• **Goal**:
Print all of the records below verbatim, leaving out the pictures.

(Point labeling examples)
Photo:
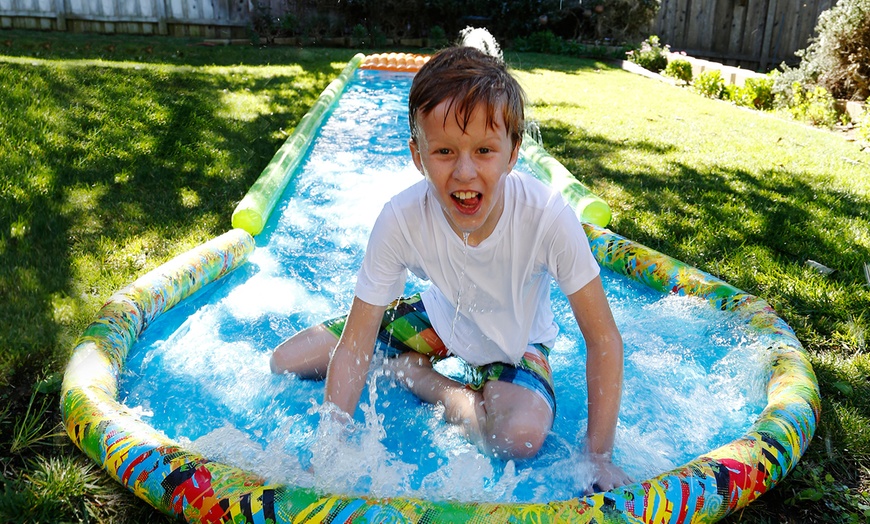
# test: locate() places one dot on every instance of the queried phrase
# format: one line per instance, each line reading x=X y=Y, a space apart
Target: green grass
x=119 y=153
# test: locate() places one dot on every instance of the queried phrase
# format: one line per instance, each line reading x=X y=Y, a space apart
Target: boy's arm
x=604 y=369
x=352 y=355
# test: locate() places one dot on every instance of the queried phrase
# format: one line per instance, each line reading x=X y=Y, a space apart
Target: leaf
x=844 y=387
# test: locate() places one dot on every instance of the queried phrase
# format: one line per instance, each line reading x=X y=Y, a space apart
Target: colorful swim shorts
x=406 y=327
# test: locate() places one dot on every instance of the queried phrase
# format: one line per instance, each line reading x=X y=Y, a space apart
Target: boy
x=488 y=239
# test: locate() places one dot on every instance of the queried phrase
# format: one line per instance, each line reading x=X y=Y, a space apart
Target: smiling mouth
x=466 y=199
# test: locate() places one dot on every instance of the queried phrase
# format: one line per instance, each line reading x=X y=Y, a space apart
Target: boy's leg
x=405 y=327
x=306 y=353
x=509 y=417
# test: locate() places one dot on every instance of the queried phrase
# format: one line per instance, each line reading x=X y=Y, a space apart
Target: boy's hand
x=607 y=474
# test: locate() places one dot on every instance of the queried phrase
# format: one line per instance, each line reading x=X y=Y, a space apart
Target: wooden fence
x=198 y=18
x=759 y=34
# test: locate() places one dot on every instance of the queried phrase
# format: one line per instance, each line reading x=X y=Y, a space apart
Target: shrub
x=710 y=83
x=651 y=55
x=624 y=20
x=540 y=42
x=815 y=106
x=679 y=69
x=756 y=93
x=838 y=59
x=864 y=126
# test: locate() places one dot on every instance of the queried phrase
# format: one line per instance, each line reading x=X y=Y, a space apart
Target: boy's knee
x=518 y=437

• **Reply**:
Photo:
# test: locate() places one dot on every instance of the queried phrase
# format: one line per instance, each line reading x=X y=Y, a space apart
Target: green grass
x=119 y=153
# test: locate() places one dot on every instance of the queried phrase
# format: one line per instance, each line reading x=X y=Y, a space apart
Target: boy's arm
x=604 y=369
x=352 y=355
# test: locate() places one dot on every instance of the queried phrase
# format: one line per instance, each line reading x=X y=Y, a space apart
Target: leaf
x=844 y=387
# test: locate() places one dot on every instance of the queried phrase
# format: one line per instance, each line reading x=X y=Y, a space apart
Target: colorful swim shorts
x=406 y=327
# test: locate() places one dot on every instance of the queried phrase
# format: one line per instance, each line reading x=X y=Y, a space apart
Target: boy
x=488 y=239
# test: locate() places one dot on every instance of the queried phrase
# format: one line per instance, each line reading x=X y=Y, a space apart
Target: smiling mouth
x=466 y=199
# test: locate() places one dot on every instance of the queried phrase
# format: one line per instance, each line reading x=X y=Y, a space apart
Target: boy's leg
x=405 y=327
x=306 y=353
x=509 y=417
# test: locate() places one dot on every instance of the queried phrase
# format: one line per instance, each line reading x=X y=Y, a space apart
Target: boy's hand
x=607 y=474
# test: locate() places one dot on every instance of the queried phrase
# format: one line per instance, each line reading x=X y=Y, a space apart
Target: wooden fence
x=198 y=18
x=759 y=34
# test: locate() places one dot on every instance of the queried phrase
# format: one line per instance, each line reading x=X y=Y, a space apart
Target: shrub
x=710 y=83
x=651 y=55
x=624 y=20
x=540 y=42
x=815 y=106
x=679 y=69
x=756 y=93
x=838 y=59
x=864 y=126
# test: locate() places one dot on every instance of the queried phrase
# format: one line per instance, each line reading x=X y=Y, a space apart
Target: boy's knee
x=518 y=437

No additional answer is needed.